### [What to do]
Could you write out, word for word, the lines starting at the one containing "Would you be able to indicate the signboard" and continuing through the end of the records below?
##### Task inputs
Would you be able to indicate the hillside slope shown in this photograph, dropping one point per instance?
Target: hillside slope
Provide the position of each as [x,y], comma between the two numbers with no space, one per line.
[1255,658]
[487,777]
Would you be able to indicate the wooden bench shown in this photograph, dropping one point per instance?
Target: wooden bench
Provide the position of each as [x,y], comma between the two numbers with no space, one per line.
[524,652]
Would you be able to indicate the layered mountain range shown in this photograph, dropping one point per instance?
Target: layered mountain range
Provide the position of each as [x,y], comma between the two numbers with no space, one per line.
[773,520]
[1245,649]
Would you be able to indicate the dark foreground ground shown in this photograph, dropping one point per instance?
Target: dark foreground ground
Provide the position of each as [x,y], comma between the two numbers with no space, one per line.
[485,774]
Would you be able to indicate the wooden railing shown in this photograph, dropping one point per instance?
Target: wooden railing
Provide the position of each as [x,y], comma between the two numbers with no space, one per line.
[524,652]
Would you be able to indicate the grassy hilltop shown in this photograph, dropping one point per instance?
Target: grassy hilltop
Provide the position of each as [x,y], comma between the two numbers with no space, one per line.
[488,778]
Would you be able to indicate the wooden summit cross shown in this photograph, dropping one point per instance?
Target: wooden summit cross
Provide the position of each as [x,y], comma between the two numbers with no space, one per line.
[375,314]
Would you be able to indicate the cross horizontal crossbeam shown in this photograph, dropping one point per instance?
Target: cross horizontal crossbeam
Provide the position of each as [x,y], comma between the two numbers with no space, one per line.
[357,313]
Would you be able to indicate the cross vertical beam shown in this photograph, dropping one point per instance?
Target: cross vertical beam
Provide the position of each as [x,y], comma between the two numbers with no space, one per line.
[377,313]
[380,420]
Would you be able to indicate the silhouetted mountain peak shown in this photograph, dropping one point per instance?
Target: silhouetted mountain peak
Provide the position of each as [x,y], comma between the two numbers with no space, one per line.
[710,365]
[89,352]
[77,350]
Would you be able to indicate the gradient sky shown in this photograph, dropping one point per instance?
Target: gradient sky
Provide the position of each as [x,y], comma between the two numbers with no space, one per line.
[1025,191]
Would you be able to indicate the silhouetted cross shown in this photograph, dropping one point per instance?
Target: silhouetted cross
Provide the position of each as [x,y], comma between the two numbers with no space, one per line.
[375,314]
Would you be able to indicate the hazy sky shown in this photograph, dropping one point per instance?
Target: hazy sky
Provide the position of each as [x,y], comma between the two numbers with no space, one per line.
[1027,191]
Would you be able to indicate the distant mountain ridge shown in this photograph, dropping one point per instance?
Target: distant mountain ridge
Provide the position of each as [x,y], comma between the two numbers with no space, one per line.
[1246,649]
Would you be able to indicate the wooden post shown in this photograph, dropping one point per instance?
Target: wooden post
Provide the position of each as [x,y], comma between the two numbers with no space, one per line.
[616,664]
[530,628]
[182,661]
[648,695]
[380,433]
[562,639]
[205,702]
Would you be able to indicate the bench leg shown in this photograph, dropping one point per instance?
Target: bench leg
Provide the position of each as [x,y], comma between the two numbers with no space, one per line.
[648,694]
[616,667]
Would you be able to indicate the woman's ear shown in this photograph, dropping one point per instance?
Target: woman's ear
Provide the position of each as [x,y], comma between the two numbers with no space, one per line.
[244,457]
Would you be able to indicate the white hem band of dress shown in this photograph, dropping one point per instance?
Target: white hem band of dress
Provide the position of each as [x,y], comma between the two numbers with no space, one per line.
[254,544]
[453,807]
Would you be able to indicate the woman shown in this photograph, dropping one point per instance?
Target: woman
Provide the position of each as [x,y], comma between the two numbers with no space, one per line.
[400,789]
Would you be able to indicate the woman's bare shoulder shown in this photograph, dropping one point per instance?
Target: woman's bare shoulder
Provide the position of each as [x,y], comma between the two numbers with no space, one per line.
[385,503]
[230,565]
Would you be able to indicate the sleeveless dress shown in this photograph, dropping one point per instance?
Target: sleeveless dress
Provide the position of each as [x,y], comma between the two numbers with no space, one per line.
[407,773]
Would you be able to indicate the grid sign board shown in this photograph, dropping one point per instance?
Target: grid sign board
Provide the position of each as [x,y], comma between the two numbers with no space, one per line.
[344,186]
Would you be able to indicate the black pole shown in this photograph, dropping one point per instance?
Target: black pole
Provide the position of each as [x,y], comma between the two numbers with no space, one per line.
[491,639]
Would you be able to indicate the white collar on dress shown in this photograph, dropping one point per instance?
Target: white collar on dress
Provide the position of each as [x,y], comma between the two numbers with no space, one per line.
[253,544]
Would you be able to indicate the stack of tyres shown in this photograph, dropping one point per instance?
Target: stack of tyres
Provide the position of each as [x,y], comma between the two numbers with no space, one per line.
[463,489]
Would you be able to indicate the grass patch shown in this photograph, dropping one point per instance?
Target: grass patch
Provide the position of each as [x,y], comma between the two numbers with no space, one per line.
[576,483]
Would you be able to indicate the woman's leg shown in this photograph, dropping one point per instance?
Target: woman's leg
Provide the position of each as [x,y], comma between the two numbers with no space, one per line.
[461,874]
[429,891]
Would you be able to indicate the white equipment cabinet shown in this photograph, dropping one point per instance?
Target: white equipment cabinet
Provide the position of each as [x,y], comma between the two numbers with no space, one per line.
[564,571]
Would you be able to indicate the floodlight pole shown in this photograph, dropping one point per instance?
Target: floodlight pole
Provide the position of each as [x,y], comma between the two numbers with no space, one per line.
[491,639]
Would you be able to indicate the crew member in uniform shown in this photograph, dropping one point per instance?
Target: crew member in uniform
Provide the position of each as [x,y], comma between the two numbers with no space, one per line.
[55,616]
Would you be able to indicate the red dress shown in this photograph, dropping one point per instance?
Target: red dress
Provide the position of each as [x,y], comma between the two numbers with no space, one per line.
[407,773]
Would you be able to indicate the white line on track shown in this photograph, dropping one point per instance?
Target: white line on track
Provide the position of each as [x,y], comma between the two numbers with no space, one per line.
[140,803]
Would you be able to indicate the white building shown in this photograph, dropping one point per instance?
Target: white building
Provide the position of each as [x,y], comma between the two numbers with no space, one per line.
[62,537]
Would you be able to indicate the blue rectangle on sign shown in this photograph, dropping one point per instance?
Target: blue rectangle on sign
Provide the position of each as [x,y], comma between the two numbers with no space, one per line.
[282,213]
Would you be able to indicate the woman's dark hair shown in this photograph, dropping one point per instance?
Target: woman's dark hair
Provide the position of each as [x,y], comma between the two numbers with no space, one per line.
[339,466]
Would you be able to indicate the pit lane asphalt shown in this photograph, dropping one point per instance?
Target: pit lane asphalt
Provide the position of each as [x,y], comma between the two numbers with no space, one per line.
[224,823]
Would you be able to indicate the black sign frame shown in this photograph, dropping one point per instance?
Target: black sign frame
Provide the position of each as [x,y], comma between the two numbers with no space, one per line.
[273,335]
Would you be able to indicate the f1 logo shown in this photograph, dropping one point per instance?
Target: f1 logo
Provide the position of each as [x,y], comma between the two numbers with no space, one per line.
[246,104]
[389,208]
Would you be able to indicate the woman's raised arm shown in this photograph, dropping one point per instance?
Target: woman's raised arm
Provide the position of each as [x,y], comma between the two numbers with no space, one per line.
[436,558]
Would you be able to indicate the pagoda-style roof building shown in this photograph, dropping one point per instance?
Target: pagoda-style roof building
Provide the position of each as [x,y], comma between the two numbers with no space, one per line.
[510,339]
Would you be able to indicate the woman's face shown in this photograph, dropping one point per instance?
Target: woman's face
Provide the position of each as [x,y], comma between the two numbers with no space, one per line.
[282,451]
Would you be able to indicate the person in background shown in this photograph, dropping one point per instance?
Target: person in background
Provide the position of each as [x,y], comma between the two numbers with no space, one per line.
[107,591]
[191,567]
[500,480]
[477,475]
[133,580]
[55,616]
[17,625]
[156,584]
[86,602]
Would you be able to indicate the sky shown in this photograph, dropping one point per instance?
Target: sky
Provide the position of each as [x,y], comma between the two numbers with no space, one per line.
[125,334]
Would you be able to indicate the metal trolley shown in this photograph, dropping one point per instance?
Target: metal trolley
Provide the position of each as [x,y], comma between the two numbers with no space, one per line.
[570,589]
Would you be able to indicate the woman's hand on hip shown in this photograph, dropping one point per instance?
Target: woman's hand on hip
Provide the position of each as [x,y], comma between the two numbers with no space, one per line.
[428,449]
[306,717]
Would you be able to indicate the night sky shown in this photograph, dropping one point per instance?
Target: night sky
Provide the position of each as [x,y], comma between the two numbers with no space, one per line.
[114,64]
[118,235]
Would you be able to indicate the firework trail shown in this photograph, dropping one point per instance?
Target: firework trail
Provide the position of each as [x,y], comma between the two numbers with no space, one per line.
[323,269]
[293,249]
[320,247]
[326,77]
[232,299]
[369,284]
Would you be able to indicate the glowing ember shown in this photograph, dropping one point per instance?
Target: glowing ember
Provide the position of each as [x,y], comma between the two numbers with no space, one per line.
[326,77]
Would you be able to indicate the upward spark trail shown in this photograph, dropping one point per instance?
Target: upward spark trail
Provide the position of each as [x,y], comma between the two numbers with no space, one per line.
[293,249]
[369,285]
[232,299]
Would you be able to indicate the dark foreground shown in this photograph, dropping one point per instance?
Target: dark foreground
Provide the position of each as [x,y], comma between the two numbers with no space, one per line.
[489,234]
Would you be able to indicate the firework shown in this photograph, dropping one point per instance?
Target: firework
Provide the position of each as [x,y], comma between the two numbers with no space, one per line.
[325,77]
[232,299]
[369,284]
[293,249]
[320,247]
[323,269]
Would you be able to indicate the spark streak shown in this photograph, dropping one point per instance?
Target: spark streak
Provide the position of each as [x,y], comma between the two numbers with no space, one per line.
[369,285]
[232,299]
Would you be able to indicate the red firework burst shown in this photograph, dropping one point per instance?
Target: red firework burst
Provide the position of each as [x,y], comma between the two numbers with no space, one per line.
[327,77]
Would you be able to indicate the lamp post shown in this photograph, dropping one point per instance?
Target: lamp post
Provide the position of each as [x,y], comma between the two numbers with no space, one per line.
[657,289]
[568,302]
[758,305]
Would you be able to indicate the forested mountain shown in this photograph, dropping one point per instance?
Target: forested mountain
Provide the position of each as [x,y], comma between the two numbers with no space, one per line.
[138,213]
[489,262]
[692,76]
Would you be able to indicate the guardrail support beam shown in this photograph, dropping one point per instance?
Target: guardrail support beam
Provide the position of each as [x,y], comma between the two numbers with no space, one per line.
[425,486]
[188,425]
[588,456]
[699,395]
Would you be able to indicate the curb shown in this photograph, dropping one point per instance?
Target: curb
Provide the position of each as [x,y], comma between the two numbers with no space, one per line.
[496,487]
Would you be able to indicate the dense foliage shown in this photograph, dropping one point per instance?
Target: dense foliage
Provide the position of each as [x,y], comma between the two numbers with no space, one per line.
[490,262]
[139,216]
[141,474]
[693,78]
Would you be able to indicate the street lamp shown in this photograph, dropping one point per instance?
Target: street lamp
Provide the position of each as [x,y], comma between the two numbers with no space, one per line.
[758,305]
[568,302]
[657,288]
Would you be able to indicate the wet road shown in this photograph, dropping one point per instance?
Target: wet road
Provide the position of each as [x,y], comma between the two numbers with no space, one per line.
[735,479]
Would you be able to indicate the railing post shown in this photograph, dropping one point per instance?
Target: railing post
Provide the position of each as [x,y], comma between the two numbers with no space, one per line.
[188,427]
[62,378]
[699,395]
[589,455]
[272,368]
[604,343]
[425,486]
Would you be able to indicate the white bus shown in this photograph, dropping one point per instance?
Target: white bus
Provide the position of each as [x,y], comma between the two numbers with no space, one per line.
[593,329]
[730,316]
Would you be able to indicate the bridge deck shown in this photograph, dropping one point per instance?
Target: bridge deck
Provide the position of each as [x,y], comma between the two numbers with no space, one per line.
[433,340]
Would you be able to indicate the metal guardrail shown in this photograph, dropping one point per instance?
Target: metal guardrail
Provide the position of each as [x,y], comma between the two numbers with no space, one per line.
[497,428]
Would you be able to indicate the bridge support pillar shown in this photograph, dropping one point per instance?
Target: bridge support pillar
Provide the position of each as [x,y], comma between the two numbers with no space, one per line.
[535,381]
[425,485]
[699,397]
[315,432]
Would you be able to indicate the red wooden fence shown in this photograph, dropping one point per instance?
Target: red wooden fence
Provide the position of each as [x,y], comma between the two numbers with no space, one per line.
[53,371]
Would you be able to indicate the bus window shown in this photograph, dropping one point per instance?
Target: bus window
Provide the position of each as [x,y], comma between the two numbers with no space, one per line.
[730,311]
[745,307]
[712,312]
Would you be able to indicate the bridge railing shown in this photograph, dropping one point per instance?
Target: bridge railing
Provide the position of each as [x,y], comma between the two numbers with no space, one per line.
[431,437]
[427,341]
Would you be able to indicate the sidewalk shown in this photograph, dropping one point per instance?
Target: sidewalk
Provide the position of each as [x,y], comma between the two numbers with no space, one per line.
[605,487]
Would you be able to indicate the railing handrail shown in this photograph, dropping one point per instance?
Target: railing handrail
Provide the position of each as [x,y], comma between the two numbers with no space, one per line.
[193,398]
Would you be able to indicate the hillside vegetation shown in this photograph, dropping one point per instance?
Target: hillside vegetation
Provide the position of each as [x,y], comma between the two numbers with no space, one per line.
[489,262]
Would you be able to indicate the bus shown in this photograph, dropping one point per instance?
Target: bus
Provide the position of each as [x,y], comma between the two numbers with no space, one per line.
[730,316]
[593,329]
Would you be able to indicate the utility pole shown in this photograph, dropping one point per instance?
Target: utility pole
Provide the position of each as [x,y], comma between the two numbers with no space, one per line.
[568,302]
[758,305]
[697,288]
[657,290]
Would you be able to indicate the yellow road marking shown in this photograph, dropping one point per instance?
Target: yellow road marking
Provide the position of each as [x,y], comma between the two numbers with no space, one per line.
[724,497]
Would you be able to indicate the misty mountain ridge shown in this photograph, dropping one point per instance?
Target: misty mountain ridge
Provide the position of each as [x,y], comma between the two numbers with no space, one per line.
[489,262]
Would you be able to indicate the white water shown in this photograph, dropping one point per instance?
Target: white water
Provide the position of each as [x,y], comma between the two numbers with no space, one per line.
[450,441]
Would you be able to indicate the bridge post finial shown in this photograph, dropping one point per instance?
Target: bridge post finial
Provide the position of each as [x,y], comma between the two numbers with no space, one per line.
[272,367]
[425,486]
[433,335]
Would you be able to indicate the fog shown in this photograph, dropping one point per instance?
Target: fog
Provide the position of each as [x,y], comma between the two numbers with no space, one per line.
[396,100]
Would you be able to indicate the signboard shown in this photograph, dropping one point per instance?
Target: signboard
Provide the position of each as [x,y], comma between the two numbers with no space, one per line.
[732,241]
##########
### [Answer for this exercise]
Would you be able to indicate the signboard shown in this photograph, dropping one point per instance?
Target: signboard
Provide the position of each as [x,y], comma between the two numbers with no space, one per line.
[732,241]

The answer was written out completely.